**Input**.
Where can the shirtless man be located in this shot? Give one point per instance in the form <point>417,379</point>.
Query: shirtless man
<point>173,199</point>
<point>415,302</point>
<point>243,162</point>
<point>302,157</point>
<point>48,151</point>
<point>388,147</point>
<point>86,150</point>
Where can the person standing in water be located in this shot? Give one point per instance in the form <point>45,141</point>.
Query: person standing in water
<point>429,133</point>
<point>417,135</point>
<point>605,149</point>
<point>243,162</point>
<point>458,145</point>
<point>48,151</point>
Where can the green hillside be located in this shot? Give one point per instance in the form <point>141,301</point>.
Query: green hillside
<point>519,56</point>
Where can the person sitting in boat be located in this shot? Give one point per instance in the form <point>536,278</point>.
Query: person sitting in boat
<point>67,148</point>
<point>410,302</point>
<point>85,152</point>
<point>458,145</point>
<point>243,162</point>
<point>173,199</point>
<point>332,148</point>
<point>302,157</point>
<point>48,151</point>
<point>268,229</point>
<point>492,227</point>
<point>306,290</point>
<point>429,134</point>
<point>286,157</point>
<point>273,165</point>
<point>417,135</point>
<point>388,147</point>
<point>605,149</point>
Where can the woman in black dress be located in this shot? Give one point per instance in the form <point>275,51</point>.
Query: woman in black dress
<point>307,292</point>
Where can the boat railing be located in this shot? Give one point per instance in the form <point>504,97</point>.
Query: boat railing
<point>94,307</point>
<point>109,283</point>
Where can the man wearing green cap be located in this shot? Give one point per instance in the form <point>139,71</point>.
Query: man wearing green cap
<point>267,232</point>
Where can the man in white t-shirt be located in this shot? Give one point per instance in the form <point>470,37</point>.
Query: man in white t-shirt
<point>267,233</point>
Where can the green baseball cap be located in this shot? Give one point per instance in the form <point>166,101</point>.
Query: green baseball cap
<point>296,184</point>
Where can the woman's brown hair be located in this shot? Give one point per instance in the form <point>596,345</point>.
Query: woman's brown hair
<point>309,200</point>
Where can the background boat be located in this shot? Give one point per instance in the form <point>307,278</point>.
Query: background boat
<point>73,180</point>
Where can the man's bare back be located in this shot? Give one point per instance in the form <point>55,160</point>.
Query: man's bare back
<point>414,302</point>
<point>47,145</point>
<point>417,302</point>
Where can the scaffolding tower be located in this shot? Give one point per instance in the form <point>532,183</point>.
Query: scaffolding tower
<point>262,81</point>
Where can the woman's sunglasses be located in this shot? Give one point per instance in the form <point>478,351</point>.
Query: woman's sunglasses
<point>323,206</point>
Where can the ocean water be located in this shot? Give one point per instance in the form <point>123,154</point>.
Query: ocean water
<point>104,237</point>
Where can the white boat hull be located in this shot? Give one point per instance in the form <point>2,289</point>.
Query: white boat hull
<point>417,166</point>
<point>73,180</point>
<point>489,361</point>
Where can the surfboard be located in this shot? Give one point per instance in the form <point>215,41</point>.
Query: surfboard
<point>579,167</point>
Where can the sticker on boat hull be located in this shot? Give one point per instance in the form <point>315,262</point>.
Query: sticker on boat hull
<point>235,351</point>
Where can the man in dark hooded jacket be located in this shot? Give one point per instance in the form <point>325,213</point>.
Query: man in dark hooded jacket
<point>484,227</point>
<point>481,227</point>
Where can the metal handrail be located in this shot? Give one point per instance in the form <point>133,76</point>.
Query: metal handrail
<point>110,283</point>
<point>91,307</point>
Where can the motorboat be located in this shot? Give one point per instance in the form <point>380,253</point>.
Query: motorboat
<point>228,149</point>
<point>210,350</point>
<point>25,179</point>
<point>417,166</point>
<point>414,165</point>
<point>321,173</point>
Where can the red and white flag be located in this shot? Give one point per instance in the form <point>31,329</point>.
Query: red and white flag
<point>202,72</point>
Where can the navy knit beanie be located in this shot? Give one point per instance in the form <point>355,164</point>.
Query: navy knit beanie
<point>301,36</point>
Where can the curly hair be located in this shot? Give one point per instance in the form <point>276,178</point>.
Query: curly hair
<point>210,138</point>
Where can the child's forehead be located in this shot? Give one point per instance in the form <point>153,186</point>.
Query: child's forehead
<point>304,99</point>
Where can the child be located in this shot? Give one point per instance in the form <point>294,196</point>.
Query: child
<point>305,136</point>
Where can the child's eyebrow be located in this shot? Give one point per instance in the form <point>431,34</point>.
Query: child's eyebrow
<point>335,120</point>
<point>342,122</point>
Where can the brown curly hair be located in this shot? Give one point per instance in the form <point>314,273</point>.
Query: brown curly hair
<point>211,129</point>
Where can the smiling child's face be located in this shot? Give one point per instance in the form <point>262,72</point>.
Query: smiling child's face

**Work task**.
Reproduce exactly, and only, the part of the listing above that begins at the line with "Query: white boat hull" and goes on through the line with "Where can the metal".

**Result of the exercise**.
Query: white boat hull
<point>417,166</point>
<point>73,180</point>
<point>489,361</point>
Where can the surfboard be located in this shot? Give one point per instance in the form <point>215,41</point>.
Query: surfboard
<point>579,167</point>
Where can the sticker on boat hull be located in this shot? Give one point per instance in the form <point>315,262</point>.
Query: sticker on boat hull
<point>235,351</point>
Where can the man in dark hooded jacket be located in this shot? Give one point per instance in the form <point>325,213</point>.
Query: man in dark hooded jacket
<point>484,227</point>
<point>481,227</point>
Where can the metal handrail be located in this shot? Give one point per instance in the form <point>133,76</point>.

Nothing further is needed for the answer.